● **L'exercice**:
Recopiez mot pour mot le passage de l'entretien avec Gilles Simeoni, en commençant par "Paule Cournet le" et en allant jusqu'à "en totale reconfiguration.".

Paule Cournet le Mercredi 17 Janvier 2024 à 15:53

Aux premiers jours d’une année 2024 à maints égards décisive pour le futur de la Corse, le Président du Conseil exécutif, Gilles Simeoni, s’est livré à un long entretien à Corse Net Infos : de l’autonomie à sa vision de la Corse et du peuple corse à leur avenir, il présente sa feuille de route et revient sur l’évolution politique et sociétale de l’île dans un monde en totale reconfiguration.
 



Gilles Simeoni
Gilles Simeoni
- Vous martelez que 2024 sera une année décisive pour la Corse avec l’aboutissement du processus de Beauvau et qu’il est capital « de ne pas rater le train de l’Histoire ». Etes-vous confiant pour l’avenir de ces discussions ?
- Nous avons un devoir de confiance et d’optimisme. Cependant l’optimisme, la confiance et la volonté n’empêchent pas la lucidité qui, elle, commande de mesurer la difficulté de la tâche. Une double difficulté objective, d’abord du point de vue de la situation globale, en France, en Europe, dans le monde. On vit un moment de l’Histoire de l’humanité extrêmement compliqué et anxiogène, avec le retour de la guerre en Europe, la barbarie au Proche-Orient, la famine, une démographie qui explose à l’échelle mondiale, le réchauffement climatique…Tout cela impacte aussi la Corse. Ensuite, la difficulté est celle de notre équation en Corse avec des réponses structurelles à apporter au plan politique mais également économique, social, culturel et sociétal. Et au plus haut niveau, cette perspective d’autonomie comme solution institutionnelle, et au-delà une solution politique et une dynamique collective à créer qui doit nous permettre de nous engager sur le chemin de l’espoir, du progrès et de l’émancipation. Ce chemin est étroit, mais il faut l’emprunter ensemble. Et ça, c’est la part de l’optimisme, de la confiance et de la volonté. 
 
- Vous parliez de « dynamique collective ». Le Président Macron a laissé six mois aux partis politiques insulaires pour trouver un consensus. Où en sont les discussions ?
- Les choses ont quand même avancé de façon très significative, y compris en faisant abstraction du tumulte de l’instant, et en prenant un petit peu de recul d’une année sur l’autre. L’année dernière, à la même époque, le processus était à l’arrêt. On ne savait pas si nous allions réussir à le réamorcer malgré notre volonté constante. Depuis, le processus est reparti, l’Assemblée de Corse, au terme d’un large débat, mené avec un esprit de responsabilité partagé, a voté la délibération du 5 juillet 2023… 
 
- Cette délibération est-elle toujours le socle sur lequel il convient de négocier ?

● **Données enregistrées**:
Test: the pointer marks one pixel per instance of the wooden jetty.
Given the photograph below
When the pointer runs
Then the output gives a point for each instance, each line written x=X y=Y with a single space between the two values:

==

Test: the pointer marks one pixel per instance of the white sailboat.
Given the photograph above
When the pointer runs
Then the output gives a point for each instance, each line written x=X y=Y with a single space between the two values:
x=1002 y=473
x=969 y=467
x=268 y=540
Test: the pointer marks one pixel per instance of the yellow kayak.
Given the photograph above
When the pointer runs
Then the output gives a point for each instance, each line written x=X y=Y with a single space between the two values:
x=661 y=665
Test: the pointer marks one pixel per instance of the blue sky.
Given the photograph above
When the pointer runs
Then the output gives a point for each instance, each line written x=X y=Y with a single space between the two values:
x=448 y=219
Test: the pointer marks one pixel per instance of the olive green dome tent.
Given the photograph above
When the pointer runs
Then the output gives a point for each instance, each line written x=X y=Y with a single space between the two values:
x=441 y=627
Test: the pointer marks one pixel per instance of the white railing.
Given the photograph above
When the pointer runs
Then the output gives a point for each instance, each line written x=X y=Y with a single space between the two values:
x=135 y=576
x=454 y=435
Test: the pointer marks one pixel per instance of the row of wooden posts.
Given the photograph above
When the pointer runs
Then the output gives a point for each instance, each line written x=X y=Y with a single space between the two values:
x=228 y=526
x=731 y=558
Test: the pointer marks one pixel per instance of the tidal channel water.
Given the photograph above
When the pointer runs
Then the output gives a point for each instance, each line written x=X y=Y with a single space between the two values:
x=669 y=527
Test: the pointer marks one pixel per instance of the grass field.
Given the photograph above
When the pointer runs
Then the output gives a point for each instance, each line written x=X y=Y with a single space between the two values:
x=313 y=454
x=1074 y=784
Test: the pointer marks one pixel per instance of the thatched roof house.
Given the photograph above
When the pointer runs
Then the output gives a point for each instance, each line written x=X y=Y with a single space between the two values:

● **Résultat de l'exercice**:
Paule Cournet le Mercredi 17 Janvier 2024 à 15:53

Aux premiers jours d’une année 2024 à maints égards décisive pour le futur de la Corse, le Président du Conseil exécutif, Gilles Simeoni, s’est livré à un long entretien à Corse Net Infos : de l’autonomie à sa vision de la Corse et du peuple corse à leur avenir, il présente sa feuille de route et revient sur l’évolution politique et sociétale de l’île dans un monde en totale reconfiguration.